- Opening Delimiter -
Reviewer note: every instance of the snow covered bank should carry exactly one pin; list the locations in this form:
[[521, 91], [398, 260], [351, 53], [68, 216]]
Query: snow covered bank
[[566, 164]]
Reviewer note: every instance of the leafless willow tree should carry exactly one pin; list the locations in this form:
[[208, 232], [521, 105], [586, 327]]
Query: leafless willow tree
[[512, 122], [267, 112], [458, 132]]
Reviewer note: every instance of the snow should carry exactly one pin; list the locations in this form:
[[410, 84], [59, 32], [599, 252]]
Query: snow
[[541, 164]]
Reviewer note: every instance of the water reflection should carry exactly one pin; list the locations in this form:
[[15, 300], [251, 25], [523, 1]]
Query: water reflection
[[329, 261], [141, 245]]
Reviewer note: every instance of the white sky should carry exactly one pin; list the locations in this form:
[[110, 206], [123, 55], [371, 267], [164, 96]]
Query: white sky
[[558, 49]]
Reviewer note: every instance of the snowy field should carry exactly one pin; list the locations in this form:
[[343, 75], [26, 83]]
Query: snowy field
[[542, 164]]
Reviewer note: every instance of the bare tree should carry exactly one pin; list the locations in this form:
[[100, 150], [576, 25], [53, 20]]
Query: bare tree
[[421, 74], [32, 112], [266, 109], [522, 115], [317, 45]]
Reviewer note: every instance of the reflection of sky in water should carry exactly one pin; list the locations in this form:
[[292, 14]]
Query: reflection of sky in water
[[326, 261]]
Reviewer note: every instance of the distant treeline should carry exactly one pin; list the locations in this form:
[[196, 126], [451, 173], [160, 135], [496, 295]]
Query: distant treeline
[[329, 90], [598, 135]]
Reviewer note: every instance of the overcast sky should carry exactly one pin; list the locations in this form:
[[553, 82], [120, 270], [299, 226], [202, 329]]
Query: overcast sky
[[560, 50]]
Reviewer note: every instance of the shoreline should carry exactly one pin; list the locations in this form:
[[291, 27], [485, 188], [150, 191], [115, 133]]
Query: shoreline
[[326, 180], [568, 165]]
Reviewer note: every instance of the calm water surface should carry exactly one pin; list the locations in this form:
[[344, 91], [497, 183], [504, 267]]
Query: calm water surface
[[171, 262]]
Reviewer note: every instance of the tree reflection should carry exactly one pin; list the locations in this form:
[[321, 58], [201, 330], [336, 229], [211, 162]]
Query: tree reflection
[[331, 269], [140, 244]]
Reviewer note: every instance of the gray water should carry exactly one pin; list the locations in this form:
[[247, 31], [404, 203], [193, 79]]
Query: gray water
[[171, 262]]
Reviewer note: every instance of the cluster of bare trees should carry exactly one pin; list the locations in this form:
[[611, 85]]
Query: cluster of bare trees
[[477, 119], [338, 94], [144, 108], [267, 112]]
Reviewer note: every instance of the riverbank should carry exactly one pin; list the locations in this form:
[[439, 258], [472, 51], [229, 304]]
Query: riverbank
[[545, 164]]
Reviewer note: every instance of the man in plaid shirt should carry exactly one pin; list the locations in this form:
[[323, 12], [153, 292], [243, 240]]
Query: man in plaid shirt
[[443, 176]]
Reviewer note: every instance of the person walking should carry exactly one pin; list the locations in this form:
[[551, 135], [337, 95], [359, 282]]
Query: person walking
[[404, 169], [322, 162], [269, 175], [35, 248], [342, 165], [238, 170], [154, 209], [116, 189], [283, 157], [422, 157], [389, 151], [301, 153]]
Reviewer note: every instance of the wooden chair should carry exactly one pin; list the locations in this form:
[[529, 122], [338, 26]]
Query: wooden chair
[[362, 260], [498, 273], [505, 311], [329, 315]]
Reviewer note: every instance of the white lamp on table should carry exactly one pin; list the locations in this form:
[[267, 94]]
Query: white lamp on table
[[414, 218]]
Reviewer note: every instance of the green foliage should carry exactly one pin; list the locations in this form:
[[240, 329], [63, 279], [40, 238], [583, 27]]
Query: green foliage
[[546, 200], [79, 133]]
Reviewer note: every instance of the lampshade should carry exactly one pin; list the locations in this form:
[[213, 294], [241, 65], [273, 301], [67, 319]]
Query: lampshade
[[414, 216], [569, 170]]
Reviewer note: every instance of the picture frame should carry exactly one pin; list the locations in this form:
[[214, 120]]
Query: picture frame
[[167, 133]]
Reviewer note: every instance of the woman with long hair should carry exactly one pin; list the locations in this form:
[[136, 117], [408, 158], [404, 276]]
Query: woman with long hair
- Closing Delimiter -
Show all lines in the entries above where the word "long" appears.

Reviewer note: every instance of the woman with long hair should carry exactly one pin; list the locations in this form:
Query: woman with long hair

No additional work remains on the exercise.